--- TAREFA A FAZER ---
Copie, palavra por palavra, a parte do texto sobre a grande mídia na eleição de 2014 que começa em "A capa, provavelmente" e para logo depois de "condenada pelo TSE.".
------ TRECHO SELECIONADO ------
Apelidada simbolicamente de “PIG – Partido da Imprensa Golpista” por blogueiros majoritariamente de esquerda nos anos 00/10 – e lembremos aqui que a esquerda nunca foi algo homogêneo e restrito a poucas linhas de pensamento, mas o oposto – a grande mídia sempre tendeu a revelar posições muito mais duras em momentos agudos da nossa história. Em toda eleição presidencial isso fatalmente ocorre. Os acontecimentos de 2014 não podem ser ignorados por uma classe jornalística séria, minimamente preocupada com a representatividade e credibilidade do seu ofício, levando-nos, novamente, ao inevitável e interminável debate da regulação dos meios de comunicação.

A mídia citada, com posição bem definida nas manchetes que escolhe, nas chamadas veiculadas, nos subtítulos destacados, nas fotos que seleciona, no lead determinado, no tom geral das matérias escritas, nos “especialistas” ouvidos e personagens citados, ultrapassou todo o limite da razoabilidade jornalística especialmente com a capa da revista Veja publicada (e antecipada) na última quinta-feira, baseando-se em supostas declarações de um doleiro que assinou um acordo de delação premiada e com a credibilidade no mínimo altamente questionável se levarmos em conta outros acordos já quebrados por ele, outras histórias passadas inventadas e a própria, digamos, “natureza” da sua “profissão”.

A capa, provavelmente o panfleto mais caro da campanha de Aécio Neves – cabe lembrar que um ex-diretor da revista foi para a campanha do tucano – é digna do material mais sórdido que se pode produzir numa disputa eleitoral. Sem nenhuma prova, Veja tentou única e exclusivamente minar a candidatura de Dilma Rousseff nas vésperas do pleito. E recebeu resposta maiúscula e imediata da presidenta no seu último programa eleitoral. Seu alcance, muito além dos leitores em si da matéria, mas atingindo todos os pontos de venda de bancas, shoppings, supermercados e tudo mais, é típico material de campanha, prontamente condenada pelo TSE.
------ DADOS REGISTRADOS ------
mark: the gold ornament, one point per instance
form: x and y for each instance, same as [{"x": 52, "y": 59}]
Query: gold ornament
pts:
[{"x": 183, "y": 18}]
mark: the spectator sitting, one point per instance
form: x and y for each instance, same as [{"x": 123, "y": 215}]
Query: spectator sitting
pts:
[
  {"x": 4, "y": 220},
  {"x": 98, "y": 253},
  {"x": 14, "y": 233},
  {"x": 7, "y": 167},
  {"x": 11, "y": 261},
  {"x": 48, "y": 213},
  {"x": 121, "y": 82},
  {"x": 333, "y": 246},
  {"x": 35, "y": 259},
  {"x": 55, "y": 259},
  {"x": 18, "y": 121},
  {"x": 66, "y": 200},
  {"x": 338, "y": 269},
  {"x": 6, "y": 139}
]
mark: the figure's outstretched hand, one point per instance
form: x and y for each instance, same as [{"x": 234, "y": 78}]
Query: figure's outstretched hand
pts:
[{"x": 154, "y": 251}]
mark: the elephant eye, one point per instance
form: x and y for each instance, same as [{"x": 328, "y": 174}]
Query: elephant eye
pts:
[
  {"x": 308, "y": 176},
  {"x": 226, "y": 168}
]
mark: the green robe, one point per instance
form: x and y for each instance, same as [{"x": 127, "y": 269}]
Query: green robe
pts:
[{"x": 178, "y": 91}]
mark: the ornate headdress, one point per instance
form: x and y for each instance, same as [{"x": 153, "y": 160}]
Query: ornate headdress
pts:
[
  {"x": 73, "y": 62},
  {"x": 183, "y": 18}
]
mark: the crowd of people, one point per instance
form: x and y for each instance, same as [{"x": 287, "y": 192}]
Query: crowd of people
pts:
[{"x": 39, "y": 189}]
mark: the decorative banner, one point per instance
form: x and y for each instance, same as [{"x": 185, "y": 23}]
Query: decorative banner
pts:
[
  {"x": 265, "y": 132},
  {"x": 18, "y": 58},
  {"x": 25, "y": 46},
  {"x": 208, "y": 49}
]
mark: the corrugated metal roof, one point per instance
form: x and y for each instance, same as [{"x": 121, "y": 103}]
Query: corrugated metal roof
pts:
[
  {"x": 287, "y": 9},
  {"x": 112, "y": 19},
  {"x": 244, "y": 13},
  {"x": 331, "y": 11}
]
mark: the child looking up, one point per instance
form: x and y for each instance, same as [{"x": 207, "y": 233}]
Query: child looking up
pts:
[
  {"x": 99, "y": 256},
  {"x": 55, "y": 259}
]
------
--- RESPOSTA DA TAREFA ---
A capa, provavelmente o panfleto mais caro da campanha de Aécio Neves – cabe lembrar que um ex-diretor da revista foi para a campanha do tucano – é digna do material mais sórdido que se pode produzir numa disputa eleitoral. Sem nenhuma prova, Veja tentou única e exclusivamente minar a candidatura de Dilma Rousseff nas vésperas do pleito. E recebeu resposta maiúscula e imediata da presidenta no seu último programa eleitoral. Seu alcance, muito além dos leitores em si da matéria, mas atingindo todos os pontos de venda de bancas, shoppings, supermercados e tudo mais, é típico material de campanha, prontamente condenada pelo TSE.